**Written task:**
Copy the material below word for word, leaving out the pictures.

**Input rows:**
-- begin --

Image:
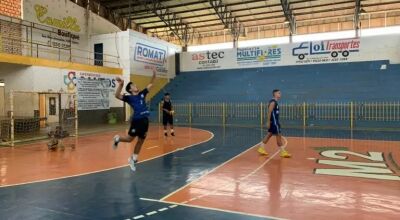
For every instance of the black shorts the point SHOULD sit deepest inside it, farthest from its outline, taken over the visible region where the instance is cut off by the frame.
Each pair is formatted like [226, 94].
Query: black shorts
[139, 128]
[168, 119]
[275, 129]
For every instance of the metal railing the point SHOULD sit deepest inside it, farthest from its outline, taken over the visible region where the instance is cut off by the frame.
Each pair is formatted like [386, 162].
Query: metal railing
[60, 48]
[335, 114]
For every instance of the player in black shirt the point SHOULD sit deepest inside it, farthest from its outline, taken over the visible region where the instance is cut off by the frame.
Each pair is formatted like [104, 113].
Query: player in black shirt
[168, 114]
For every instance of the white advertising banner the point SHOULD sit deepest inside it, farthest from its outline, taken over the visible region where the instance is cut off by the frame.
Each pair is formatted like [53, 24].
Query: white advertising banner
[93, 94]
[302, 53]
[147, 53]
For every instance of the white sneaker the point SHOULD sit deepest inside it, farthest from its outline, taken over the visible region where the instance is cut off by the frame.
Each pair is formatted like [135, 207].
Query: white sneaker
[116, 141]
[132, 163]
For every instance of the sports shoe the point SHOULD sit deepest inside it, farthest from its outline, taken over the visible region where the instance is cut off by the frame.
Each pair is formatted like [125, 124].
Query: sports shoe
[262, 151]
[285, 154]
[132, 164]
[116, 141]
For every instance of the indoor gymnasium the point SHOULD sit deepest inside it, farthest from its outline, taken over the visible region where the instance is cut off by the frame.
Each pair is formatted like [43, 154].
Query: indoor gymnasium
[199, 109]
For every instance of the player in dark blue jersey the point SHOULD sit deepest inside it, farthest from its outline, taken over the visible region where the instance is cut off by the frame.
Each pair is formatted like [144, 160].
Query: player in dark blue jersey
[139, 119]
[273, 125]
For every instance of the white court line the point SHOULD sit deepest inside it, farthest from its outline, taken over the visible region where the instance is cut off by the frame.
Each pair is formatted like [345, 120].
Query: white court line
[196, 180]
[112, 168]
[207, 151]
[151, 213]
[241, 179]
[214, 209]
[152, 147]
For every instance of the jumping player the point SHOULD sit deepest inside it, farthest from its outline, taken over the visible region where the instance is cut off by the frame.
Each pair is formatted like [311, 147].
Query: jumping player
[273, 125]
[168, 112]
[139, 120]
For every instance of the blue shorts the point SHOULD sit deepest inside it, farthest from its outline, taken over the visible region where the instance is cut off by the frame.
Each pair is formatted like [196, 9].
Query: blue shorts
[275, 129]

-- end --

**Written response:**
Image:
For every instance of the black shorts the point SHOULD sit deepest inside it, farthest from its outline, taken over the visible region where the instance is cut off by the frame.
Each pair is formatted like [226, 94].
Query: black shorts
[139, 128]
[168, 119]
[275, 129]
For every instance of the metal railing the point SHOULD sit deepest inside it, farthest from its outline, taken over the visible region where the instance is cut off by the frame.
Each pair is formatted like [386, 162].
Query: metal railing
[60, 48]
[335, 114]
For every instance of the player in black shirt the point SHOULD sit deepest inside it, farthest from its outline, taken over the visible region where the instance is cut off by the frame.
Each pair is formatted like [104, 113].
Query: player in black shirt
[168, 114]
For every instance of the white advertising banner the point SHOULD sit deepest inside it, farthest from its outline, taken over the visible region where the instance is cut off by the frame.
Each pair is formatted like [53, 24].
Query: white advertising banner
[93, 94]
[302, 53]
[147, 53]
For every instance of the white sneaker the point SHOULD sit deepest inside it, farthest from its outline, taken over the visible region where the instance is cut off by the frame.
Each pair is formatted like [135, 207].
Query: white sneaker
[116, 141]
[132, 163]
For every instance of the sports shoe the point SHOULD sit deepest inside it, farthest from its outline, taken over the visible region where the instance is cut off by the frame.
Each pair is formatted like [125, 124].
Query: sports shoe
[262, 151]
[285, 154]
[132, 164]
[116, 141]
For every instance of the indoor gymnasium the point SHOULD sit deepest inside it, farthest from its outline, taken over the visible region where the instance is cut off by the frame.
Each pair is formatted like [43, 154].
Query: indoor gymnasium
[199, 109]
For every instance of the player in dark blue jersey the point SHOULD sit deepest inside it, farthest from its outline, taken over the visible region where the instance is cut off by the frame.
Each pair is formatted like [144, 160].
Query: player in dark blue jersey
[139, 119]
[273, 125]
For every instance of the white court line the point SHOULD sit deepest inside it, farthest from its outline, taken over the visible region where the instance is cut off by the frame.
Each pair is formatted like [345, 120].
Query: white court line
[196, 180]
[112, 168]
[207, 151]
[151, 213]
[241, 179]
[214, 209]
[152, 147]
For every instance of the jumping player the point SHOULD sit deepest inside it, farthest from its outline, taken over the visible region where the instance is cut off by the frame.
Each pair is formatted like [311, 147].
Query: jumping player
[273, 125]
[168, 112]
[139, 120]
For every instance of the blue shorts the point SHOULD sit deepest inside it, farthest from its outline, taken over the visible region where the instance is cut off by the frame.
Each pair is formatted like [196, 9].
Query: blue shorts
[275, 129]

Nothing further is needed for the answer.